» **To do**
Beneath this task is a listing; retype all of it exactly.

# Supplied information start

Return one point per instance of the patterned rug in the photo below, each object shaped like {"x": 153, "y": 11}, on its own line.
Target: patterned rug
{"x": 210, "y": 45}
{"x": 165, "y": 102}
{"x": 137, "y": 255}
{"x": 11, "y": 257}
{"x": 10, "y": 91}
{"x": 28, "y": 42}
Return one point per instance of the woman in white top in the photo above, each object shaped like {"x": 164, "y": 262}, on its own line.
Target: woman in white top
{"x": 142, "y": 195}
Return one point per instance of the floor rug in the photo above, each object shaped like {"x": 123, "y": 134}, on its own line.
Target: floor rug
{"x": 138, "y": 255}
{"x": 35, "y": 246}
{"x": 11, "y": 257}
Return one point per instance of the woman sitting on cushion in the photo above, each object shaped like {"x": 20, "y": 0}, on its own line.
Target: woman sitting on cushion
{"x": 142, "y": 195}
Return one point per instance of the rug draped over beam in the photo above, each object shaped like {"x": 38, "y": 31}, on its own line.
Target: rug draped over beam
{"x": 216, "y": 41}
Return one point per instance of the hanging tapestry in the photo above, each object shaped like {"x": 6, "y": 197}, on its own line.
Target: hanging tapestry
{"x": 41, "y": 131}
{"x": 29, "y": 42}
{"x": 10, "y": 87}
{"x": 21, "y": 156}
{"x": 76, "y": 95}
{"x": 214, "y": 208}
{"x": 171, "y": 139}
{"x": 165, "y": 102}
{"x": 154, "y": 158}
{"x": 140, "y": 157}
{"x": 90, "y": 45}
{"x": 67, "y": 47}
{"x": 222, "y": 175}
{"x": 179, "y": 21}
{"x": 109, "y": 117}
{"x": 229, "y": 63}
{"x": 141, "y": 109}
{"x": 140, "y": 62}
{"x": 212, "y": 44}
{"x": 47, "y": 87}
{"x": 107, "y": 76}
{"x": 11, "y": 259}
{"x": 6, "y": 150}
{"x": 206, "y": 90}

# Supplied information end

» **Answer to this task**
Return one point per instance of the patterned rug in the photo below, each object shaped like {"x": 153, "y": 11}, on its own line.
Target: patterned rug
{"x": 210, "y": 45}
{"x": 165, "y": 102}
{"x": 137, "y": 255}
{"x": 11, "y": 257}
{"x": 10, "y": 91}
{"x": 28, "y": 42}
Return one point per instance of the woman in white top in the photo above, each object shaped like {"x": 164, "y": 262}, on its own line.
Target: woman in white top
{"x": 142, "y": 195}
Return one point per instance of the floor rug in the photo above, each object shaped like {"x": 123, "y": 134}, on its own line.
Target: floor rug
{"x": 138, "y": 255}
{"x": 35, "y": 246}
{"x": 11, "y": 257}
Return one point per instance of the woman sitting on cushion in the photo above, each object shaped like {"x": 20, "y": 0}, on its own line.
Target: woman sitting on cushion
{"x": 142, "y": 195}
Return one point per instance of the rug draped over beam in the photo above, each object shaped like {"x": 38, "y": 31}, on its own line.
Target: rug draped over beam
{"x": 216, "y": 41}
Return one point per instance of the hanging tapestry in the photo above, each object shaped like {"x": 6, "y": 197}, on its own line.
Target: hanging tapestry
{"x": 41, "y": 131}
{"x": 29, "y": 42}
{"x": 10, "y": 87}
{"x": 21, "y": 156}
{"x": 76, "y": 95}
{"x": 214, "y": 208}
{"x": 171, "y": 139}
{"x": 165, "y": 102}
{"x": 154, "y": 158}
{"x": 140, "y": 157}
{"x": 90, "y": 45}
{"x": 67, "y": 47}
{"x": 222, "y": 175}
{"x": 179, "y": 21}
{"x": 109, "y": 117}
{"x": 229, "y": 63}
{"x": 141, "y": 109}
{"x": 140, "y": 62}
{"x": 212, "y": 44}
{"x": 47, "y": 87}
{"x": 107, "y": 76}
{"x": 11, "y": 259}
{"x": 6, "y": 150}
{"x": 206, "y": 90}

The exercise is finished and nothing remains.